■ Extract ■

◇ ◇ ◇ ◇

The bank is approved by the Prudential Regulation Authority. It is regulated through the Prudential Regulation Authority as well as by the Financial Conduct Authority. It is a member of the UK Payments Administration, Financial Services Compensation Scheme, Bankers' Automated Clearing Services (BACS), the Cheque and Credit Clearing Company, the Faster Payments Service, the British Bankers' Association and the (CHAPS) which is stand for Clearing House Automated Payment System (Annual report, 2014). The reason for the research on Santander UK plc is that the banking is an industry always attracts me to research because it is my desired place to work and I have chosen Santander because of its robust financial performance over the past few years. Since the global recession in 2008 many banks have been limiting their activities and closing down their branches, but Santander has been continuing to expand their business. Moreover, I want to utilize my knowledge and skills I have gained during my MSc program especially Business Analysis, Financial Management and Corporate reporting modules. Some of my favorite theories and models I can implement very well during research on Santander.
The aim of this report is to analyses the financial performances of Santander UK plc to investigate the reasons behind their consistent performance over the last few years whereas other banks and financial institutions are suffering to maintain their profit margin. Primary objective of this report is to:
1. Critical analysis of financial performance of Santander bank from 2012 to 2014 and comparison with HSBC bank.
2. Analysis of the strategic position that is leading to robust financial performance.
3. Critical analysis of its CSR policy and how this affecting their performance.

◇ ◇ ◇ ◇

■ Provided material ■
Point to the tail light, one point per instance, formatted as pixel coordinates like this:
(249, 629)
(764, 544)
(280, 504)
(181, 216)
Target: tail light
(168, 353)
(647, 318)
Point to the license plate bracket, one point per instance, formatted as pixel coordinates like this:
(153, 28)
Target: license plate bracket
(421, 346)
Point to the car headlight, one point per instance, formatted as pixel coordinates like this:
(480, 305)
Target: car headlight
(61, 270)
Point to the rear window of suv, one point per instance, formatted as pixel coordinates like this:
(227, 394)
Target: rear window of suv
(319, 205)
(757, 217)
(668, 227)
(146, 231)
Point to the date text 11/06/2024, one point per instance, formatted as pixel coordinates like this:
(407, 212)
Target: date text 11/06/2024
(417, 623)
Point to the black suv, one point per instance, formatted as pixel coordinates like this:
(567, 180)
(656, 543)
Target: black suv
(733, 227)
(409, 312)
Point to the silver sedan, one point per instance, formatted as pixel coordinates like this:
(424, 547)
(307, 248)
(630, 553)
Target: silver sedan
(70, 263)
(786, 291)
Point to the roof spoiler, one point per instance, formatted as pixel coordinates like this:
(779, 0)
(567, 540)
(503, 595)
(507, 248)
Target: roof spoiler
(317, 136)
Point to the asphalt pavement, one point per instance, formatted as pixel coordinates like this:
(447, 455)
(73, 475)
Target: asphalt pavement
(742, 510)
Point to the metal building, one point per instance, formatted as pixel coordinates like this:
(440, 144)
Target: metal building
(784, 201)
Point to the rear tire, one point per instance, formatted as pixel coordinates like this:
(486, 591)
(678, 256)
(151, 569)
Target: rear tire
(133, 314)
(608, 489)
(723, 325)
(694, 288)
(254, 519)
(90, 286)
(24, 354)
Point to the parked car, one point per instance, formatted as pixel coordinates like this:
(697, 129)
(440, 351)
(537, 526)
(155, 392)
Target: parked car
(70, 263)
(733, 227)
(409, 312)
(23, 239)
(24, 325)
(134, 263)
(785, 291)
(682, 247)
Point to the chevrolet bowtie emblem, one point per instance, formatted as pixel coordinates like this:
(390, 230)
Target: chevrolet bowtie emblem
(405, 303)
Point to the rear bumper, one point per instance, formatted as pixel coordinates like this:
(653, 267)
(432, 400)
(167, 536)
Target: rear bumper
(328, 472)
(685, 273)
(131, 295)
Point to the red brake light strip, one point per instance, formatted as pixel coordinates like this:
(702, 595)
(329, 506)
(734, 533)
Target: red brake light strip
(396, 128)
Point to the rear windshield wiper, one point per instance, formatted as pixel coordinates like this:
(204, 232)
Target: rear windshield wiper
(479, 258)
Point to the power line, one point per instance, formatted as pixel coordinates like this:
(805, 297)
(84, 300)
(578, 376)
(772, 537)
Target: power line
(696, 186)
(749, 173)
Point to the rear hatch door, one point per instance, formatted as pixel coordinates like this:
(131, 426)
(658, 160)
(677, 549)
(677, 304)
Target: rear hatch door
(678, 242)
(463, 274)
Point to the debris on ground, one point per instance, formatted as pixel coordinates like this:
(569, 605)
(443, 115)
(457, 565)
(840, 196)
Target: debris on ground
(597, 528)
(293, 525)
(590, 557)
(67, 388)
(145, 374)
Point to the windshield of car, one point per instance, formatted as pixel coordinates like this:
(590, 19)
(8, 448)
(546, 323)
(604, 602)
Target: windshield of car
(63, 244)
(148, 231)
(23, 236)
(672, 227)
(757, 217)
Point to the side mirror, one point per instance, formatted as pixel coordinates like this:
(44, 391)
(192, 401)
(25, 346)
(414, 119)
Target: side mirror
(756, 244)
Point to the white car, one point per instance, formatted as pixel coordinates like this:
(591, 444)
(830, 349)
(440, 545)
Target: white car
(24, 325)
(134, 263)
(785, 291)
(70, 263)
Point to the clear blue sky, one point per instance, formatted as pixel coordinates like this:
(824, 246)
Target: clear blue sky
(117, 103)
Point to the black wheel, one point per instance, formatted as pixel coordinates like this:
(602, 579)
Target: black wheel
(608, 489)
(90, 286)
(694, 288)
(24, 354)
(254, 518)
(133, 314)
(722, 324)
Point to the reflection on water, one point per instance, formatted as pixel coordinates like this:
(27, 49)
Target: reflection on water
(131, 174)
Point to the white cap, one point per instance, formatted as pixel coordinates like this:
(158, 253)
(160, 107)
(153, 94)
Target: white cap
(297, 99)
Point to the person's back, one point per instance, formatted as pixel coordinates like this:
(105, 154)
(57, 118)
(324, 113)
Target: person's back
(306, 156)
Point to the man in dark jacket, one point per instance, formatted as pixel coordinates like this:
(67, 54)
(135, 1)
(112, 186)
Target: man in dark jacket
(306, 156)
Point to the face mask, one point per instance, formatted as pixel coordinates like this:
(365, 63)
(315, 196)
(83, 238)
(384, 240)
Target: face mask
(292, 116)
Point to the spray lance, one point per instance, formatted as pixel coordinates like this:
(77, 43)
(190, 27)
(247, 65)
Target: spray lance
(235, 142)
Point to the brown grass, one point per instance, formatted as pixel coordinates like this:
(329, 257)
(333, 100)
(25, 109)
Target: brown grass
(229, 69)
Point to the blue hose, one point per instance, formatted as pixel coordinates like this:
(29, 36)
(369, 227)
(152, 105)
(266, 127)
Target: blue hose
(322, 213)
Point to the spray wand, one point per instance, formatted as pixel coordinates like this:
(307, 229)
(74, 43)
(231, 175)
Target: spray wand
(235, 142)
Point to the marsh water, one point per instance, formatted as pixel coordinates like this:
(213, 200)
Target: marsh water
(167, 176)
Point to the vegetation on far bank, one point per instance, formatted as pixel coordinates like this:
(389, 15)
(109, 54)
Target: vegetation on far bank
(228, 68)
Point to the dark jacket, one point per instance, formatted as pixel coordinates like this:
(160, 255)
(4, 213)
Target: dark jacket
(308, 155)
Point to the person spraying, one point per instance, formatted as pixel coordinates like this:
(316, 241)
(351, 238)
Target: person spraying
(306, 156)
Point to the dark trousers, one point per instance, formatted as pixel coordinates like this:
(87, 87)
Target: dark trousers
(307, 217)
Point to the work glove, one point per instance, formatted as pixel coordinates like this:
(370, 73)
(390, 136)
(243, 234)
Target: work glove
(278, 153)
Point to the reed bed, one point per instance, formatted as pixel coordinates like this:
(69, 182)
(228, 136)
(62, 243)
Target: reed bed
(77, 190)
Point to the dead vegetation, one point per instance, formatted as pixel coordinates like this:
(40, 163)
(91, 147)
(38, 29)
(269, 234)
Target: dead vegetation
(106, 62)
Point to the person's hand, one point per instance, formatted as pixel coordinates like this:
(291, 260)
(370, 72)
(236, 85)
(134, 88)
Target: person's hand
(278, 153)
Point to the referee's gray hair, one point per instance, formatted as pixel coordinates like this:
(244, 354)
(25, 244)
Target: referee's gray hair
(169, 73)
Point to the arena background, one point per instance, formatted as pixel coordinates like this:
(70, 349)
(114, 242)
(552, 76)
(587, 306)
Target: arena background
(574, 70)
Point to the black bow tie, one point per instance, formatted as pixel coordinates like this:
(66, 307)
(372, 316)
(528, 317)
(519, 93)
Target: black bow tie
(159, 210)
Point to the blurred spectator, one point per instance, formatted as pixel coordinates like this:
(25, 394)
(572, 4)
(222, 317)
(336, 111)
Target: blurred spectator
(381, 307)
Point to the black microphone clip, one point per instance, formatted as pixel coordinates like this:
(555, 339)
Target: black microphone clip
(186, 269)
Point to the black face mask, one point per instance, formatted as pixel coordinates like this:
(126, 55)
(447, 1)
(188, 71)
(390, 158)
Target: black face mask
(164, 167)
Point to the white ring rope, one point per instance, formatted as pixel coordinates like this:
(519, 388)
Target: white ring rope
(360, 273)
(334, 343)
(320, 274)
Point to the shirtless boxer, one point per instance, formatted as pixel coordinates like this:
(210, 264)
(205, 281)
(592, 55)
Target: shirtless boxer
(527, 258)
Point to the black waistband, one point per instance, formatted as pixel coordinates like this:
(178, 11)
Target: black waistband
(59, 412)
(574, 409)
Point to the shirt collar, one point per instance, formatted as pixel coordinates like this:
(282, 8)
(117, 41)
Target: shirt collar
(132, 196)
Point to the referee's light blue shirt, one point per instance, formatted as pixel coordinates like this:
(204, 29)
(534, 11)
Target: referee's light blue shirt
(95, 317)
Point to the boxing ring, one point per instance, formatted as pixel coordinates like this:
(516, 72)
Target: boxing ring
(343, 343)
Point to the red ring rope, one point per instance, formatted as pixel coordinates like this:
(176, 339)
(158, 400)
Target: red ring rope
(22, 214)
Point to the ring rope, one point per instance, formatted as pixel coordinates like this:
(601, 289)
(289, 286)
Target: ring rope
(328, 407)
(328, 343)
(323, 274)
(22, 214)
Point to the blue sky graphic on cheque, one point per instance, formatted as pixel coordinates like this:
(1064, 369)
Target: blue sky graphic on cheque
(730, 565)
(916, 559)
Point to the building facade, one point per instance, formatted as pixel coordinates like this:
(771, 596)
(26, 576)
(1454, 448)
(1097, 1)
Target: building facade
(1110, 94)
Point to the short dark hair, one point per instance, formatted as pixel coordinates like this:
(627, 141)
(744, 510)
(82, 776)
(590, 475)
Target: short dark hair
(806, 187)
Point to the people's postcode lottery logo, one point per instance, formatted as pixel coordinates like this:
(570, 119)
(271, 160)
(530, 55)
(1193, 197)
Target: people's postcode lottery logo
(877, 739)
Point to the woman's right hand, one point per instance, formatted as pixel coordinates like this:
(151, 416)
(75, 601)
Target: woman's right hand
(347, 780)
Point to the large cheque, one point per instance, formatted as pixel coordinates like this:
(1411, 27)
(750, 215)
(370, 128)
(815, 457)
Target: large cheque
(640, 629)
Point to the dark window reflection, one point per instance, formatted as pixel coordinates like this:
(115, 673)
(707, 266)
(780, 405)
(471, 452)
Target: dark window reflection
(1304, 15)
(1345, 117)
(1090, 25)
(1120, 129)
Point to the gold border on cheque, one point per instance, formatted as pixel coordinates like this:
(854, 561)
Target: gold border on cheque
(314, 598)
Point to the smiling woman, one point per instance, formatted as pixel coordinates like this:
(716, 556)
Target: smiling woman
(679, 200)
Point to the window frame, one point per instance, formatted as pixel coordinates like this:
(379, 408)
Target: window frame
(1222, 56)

◇ ◇ ◇ ◇

■ Stated problem 1 ■
Say whether each statement agrees with the Santander report excerpt, answering yes or no and quoting the words that decide it: (a) The bank is regulated by the Financial Conduct Authority. (b) The report compares Santander's performance with Barclays. (c) The analysis of financial performance covers the years 2012 to 2014.
■ Stated problem 2 ■
Switch "CSR policy" to "environmental policy" and write out the Santander report excerpt starting at "2. Analysis of" and ending at "affecting their performance.".
Use only the Santander report excerpt to answer, not the rows.

■ Result 1 ■
(a) Yes: "It is regulated through the Prudential Regulation Authority as well as by the Financial Conduct Authority."
(b) No: "comparison with HSBC bank."
(c) Yes: "from 2012 to 2014"

■ Result 2 ■
2. Analysis of the strategic position that is leading to robust financial performance.
3. Critical analysis of its environmental policy and how this affecting their performance.